Top of Excerpted data

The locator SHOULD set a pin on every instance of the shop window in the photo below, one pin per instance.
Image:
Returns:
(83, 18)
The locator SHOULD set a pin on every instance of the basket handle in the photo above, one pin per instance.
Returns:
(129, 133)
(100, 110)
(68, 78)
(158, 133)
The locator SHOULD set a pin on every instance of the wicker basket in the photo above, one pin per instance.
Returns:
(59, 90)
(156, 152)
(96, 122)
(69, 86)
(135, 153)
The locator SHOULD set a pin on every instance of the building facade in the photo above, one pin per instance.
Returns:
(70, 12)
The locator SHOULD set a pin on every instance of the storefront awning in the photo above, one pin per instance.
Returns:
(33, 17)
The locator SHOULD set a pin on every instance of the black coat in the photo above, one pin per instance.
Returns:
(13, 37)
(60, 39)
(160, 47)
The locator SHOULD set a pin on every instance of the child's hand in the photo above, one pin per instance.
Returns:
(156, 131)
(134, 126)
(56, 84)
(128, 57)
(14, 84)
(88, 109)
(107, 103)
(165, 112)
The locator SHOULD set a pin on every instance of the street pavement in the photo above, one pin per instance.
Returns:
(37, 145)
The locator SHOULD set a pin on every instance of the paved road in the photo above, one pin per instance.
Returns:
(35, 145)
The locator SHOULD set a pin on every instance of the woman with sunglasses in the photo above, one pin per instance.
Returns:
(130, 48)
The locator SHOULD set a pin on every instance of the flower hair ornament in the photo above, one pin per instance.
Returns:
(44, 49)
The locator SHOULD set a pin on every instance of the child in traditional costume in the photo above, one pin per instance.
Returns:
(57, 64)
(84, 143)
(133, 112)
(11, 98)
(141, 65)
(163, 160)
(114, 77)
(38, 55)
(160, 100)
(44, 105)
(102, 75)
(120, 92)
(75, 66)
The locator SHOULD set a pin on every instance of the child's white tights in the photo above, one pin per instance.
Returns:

Bottom of Excerpted data

** Task description **
The entire set of records should be returned exactly.

** Reply to the task **
The locator SHOULD set a pin on every instance of the shop window in the photo below, one pin per instance.
Image:
Returns:
(83, 18)
The locator SHOULD set a pin on every instance of the basket handle in the photo above, one pin per instance.
Returns:
(129, 133)
(100, 110)
(68, 78)
(158, 133)
The locator SHOULD set a pin on every instance of the wicker basket in the photo above, one pin per instance.
Returns:
(59, 90)
(156, 152)
(96, 122)
(69, 86)
(135, 153)
The locator SHOULD set a pin on every instance of the building facade in the photo above, one pin per instance.
Returns:
(70, 12)
The locator SHOULD set a pin on every instance of the storefront awning in the photo above, one pin per instance.
Returns:
(33, 17)
The locator SHOULD set a pin on every instance of the black coat in the photo above, one pin per instance.
Returns:
(13, 37)
(60, 39)
(160, 47)
The locator SHOULD set a pin on every instance of the child's hand in the photo above, one pin per instance.
Returns:
(156, 131)
(134, 126)
(56, 84)
(128, 57)
(14, 84)
(88, 109)
(107, 103)
(165, 112)
The locator SHOULD set a pin on every instance of the street pavement in the photo above, one pin per instance.
Returns:
(37, 145)
The locator SHOULD set a pin on every instance of the paved road in the photo above, one pin per instance.
Returns:
(35, 145)
The locator SHOULD set a pin on every instance of the woman with sunglasses in the photo above, one pin per instance.
Returns:
(130, 48)
The locator SHOULD set a pin on every instance of the flower hair ornament in the photo above, one pin per instance.
Returns:
(44, 49)
The locator SHOULD set a pin on every instance of the child in traditional costume in the photo above, one pin per instance.
Returns:
(57, 64)
(84, 143)
(133, 112)
(11, 98)
(141, 65)
(163, 160)
(114, 77)
(38, 55)
(160, 100)
(44, 105)
(102, 75)
(120, 92)
(75, 66)
The locator SHOULD set a pin on every instance of the child's white tights in the photo above, one pin per instance.
Returns:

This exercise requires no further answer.